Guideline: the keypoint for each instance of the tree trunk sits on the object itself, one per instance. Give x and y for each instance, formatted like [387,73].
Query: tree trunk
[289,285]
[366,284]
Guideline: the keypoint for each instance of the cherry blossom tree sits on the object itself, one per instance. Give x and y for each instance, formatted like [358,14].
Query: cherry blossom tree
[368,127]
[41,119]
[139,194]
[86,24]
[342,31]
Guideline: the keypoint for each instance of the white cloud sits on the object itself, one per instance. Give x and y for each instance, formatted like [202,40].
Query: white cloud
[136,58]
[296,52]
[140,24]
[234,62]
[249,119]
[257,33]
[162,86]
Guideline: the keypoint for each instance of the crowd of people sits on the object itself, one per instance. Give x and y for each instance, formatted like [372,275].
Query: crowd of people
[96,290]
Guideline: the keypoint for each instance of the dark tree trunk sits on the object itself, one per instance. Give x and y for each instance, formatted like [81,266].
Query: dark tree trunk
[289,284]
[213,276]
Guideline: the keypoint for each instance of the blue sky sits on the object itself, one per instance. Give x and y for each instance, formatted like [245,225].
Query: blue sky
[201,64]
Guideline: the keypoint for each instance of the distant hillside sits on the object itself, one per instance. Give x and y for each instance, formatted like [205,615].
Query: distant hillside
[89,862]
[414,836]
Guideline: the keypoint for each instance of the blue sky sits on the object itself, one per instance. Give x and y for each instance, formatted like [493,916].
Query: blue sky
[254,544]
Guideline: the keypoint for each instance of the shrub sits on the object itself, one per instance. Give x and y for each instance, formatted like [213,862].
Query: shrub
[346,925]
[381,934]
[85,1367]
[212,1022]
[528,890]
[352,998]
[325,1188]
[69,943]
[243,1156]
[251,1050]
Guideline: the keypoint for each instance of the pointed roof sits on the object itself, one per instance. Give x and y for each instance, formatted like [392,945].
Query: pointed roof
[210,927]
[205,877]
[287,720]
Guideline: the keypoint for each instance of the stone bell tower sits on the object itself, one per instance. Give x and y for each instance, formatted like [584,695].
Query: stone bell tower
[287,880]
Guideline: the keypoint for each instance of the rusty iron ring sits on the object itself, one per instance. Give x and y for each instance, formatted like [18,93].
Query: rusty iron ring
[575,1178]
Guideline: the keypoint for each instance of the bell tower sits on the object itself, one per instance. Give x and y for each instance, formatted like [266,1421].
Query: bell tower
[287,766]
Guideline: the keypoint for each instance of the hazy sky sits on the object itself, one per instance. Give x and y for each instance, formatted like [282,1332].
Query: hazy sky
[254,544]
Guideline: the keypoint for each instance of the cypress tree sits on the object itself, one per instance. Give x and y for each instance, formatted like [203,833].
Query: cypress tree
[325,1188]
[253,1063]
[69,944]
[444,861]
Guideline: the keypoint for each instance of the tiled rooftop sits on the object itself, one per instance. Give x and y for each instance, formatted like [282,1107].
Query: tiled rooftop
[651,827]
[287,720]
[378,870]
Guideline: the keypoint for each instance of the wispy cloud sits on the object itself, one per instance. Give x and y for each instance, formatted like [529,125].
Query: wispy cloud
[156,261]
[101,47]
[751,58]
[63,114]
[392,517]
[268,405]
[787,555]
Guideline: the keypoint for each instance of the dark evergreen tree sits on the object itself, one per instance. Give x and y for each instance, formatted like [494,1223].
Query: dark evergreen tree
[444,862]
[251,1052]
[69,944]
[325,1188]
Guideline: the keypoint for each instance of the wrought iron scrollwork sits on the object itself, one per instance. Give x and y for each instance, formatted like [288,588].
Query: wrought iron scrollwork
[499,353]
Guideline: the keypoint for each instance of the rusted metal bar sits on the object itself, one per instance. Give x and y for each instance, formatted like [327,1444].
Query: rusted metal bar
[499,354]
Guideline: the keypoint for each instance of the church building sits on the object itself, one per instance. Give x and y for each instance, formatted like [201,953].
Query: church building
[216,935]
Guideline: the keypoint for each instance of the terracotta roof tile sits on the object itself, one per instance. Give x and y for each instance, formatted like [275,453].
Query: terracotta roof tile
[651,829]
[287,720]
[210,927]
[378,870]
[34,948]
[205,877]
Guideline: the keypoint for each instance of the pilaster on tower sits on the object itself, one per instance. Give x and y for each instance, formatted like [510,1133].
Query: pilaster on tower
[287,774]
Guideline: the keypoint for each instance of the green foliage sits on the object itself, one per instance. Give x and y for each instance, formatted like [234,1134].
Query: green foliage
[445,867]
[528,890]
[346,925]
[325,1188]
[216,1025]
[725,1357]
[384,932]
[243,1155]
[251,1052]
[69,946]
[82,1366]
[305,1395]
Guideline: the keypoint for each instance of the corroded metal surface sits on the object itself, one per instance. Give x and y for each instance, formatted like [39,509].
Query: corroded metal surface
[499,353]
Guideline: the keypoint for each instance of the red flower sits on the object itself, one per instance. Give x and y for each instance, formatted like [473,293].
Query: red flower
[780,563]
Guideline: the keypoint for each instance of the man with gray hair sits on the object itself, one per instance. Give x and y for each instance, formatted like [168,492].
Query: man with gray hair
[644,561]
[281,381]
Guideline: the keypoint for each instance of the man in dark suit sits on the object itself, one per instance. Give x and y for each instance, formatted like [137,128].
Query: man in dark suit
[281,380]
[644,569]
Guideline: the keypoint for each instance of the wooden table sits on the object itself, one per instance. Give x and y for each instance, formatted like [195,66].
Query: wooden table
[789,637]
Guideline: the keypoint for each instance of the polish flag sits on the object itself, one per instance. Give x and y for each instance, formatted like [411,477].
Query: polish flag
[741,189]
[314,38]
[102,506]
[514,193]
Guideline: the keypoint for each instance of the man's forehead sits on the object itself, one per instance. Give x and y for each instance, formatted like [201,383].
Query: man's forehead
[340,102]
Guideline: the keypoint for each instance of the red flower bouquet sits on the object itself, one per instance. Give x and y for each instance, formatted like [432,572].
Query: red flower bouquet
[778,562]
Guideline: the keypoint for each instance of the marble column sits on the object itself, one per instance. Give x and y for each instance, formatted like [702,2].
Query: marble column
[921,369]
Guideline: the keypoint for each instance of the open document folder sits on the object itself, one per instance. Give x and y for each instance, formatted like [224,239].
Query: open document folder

# # #

# DIRECTIONS FOR THIS TASK:
Repeat each of the entries exactly as written.

# SOLUTION TO THIS TASK:
Guideline: the keypoint for each instance of the tree trunk sits on the object itself, one per instance. Give x and y for each instance, formatted like [387,73].
Query: tree trunk
[289,285]
[366,284]
Guideline: the keypoint for each instance of the cherry blossom tree sits on the object itself, one per instance. Give x and y for each instance, formatted like [358,14].
Query: cherry blossom tree
[368,127]
[41,119]
[139,194]
[86,24]
[342,31]
Guideline: the keypoint for each instance of the white cloud sits on the object itself, one per instance. Give x and y for each instance, formatted like [202,40].
Query: white cloud
[136,58]
[296,52]
[140,24]
[234,62]
[249,119]
[257,33]
[162,86]
Guideline: the keypoint for each instance of the crowd of people sits on the object itself, one per instance. Give x and y for each instance, formatted like [372,275].
Query: crowd of people
[96,290]
Guideline: the keypoint for each instance of the dark tree trunk sits on the object itself, one per instance. Give x and y for each instance, formatted like [81,266].
Query: dark tree trunk
[289,284]
[213,276]
Guideline: the keypoint for each instance of the blue sky sits on the object itself, one per instance. Give x and y for each instance, formatted like [245,225].
Query: blue sky
[201,64]
Guideline: the keypoint for each instance of the distant hillside sits on the object itself, one per instance. Give x and y for each instance, formatted like [205,615].
Query: distant hillside
[89,862]
[414,836]
Guideline: the keypoint for each instance of the blue sky sits on the object itself, one per instance. Give x and y for each instance, formatted like [493,916].
Query: blue sky
[254,544]
Guideline: the keypoint for each instance of the shrub sits on the object itself, one per instance. Give x and y for each instance, formatted like [213,862].
Query: shrub
[346,925]
[381,934]
[85,1367]
[212,1022]
[528,890]
[352,998]
[325,1188]
[69,943]
[243,1156]
[251,1050]
Guideline: the keypoint for each instance of the pointed roof sits on the object itself, one per instance. Give x and y for each instance, formatted like [392,945].
Query: pointed roof
[210,927]
[205,877]
[287,720]
Guideline: the keypoint for each instance of the stone bell tower sits on the object itself, one per instance. Give x and y for each instance, formatted like [584,695].
Query: stone bell tower
[287,880]
Guideline: the keypoint for each instance of the rusty iron ring sits on the object itself, one per instance. Give x and y for each instance, formatted like [18,93].
Query: rusty iron ring
[575,1178]
Guideline: the keypoint for each instance of the bell tower sits on the object itself, one per instance. Give x and y for each instance, formatted like [266,1421].
Query: bell tower
[287,766]
Guideline: the keypoint for each instance of the hazy sky sits on the object itself, one per instance. Give x and y for each instance, formatted like [282,1332].
Query: hazy sky
[254,544]
Guideline: the keypoint for each instance of the cypress tree sits on the object itself, one per instance. Give x and y for each instance, formatted like [203,833].
Query: cypress tree
[325,1188]
[253,1063]
[69,944]
[444,861]
Guideline: the keypoint for each instance of the tiled rooftop sits on the object itself, one per instance. Give x and y for each instance, formatted like [282,1107].
Query: tiled rooftop
[651,827]
[287,720]
[378,870]
Guideline: the keypoint for each instance of the wispy cloud sits on the object itself, one per instance. Give x and y for each instance, formatted like [529,125].
Query: wispy cloud
[156,261]
[101,47]
[751,58]
[63,114]
[392,517]
[268,405]
[787,555]
Guideline: the keypoint for each instance of the dark evergreen tree sits on the object itself, one per instance. Give x and y for each instance, formatted like [494,1223].
Query: dark evergreen tree
[444,862]
[251,1052]
[69,944]
[325,1188]
Guideline: the keypoint for each instance of the wrought iron scrollwork sits on the object itself, one per instance. Give x and y for each instance, formatted like [288,588].
Query: wrought iron scrollwork
[499,353]
Guideline: the keypoint for each instance of the rusted metal bar sits on the object itself, one per instance. Give x and y for each instance, formatted like [327,1444].
Query: rusted metal bar
[499,354]
Guideline: the keypoint for each instance of the church building sits on the object itself, one per instance. Give x and y for each instance, formatted like [201,953].
Query: church building
[216,935]
Guideline: the keypoint for each instance of the terracotta roof tile sits on the object itself, one per instance. Give x and y for each instance, formatted like [275,453].
Query: terracotta roof tile
[651,829]
[287,720]
[210,927]
[378,870]
[34,948]
[205,877]
Guideline: the keypoint for each instance of the pilaster on tower sits on the object itself, one per instance. Give x and y for each instance, formatted like [510,1133].
Query: pilaster on tower
[287,774]
Guideline: the keypoint for each instance of the green foliage sits on the object itself, one per instance. Give x and y for each instance, formatted like [234,1134].
Query: green foliage
[445,867]
[528,890]
[346,925]
[325,1188]
[216,1025]
[725,1357]
[384,932]
[243,1155]
[251,1052]
[69,946]
[82,1366]
[305,1395]
Guideline: the keypoint for each instance of the corroded metal surface sits on the object itself, one per instance. Give x and y for each instance, formatted like [39,509].
Query: corroded metal surface
[499,353]
Guideline: the keypoint for each instance of the red flower sits on the object itself, one per instance. Give x and y for each instance, formatted like [473,293].
Query: red flower
[780,563]
Guideline: the keypoint for each instance of the man with gray hair sits on the object itself, one per instance. Give x and y for each instance, formatted like [168,492].
Query: man with gray hair
[644,561]
[281,381]
Guideline: the keypoint for each instance of the man in dark suit sits on the object itself, one per instance. Give x and y for each instance, formatted like [137,128].
Query: man in dark suit
[281,380]
[644,569]
Guideline: the keypoint for each instance of the wooden table sits on the object itself, one per instance. Give x and y for each instance, formatted like [195,66].
Query: wooden table
[789,637]
Guideline: the keypoint for each instance of the polish flag sits on the object itself, one per instance. Give x and y for each instance, formatted like [411,477].
Query: polish flag
[741,189]
[314,38]
[102,506]
[514,193]
Guideline: the keypoint for each instance of the man's forehead sits on the object itself, one per instance. Give x and y for each instance, formatted like [201,383].
Query: man's forehead
[340,102]
Guideline: the keypoint for each instance of the red flower bouquet sits on the object itself, one per instance. Give x and y for each instance, formatted like [432,572].
Query: red flower bouquet
[778,562]
Guideline: the keypoint for each instance of the marble column sits on the object itself, one per instance. Give x and y for each instance, formatted like [702,2].
Query: marble column
[921,369]
Guideline: the keypoint for each instance of the open document folder sits on the object itself, one per instance. Give x and y for each instance, formatted like [224,239].
Query: open document folder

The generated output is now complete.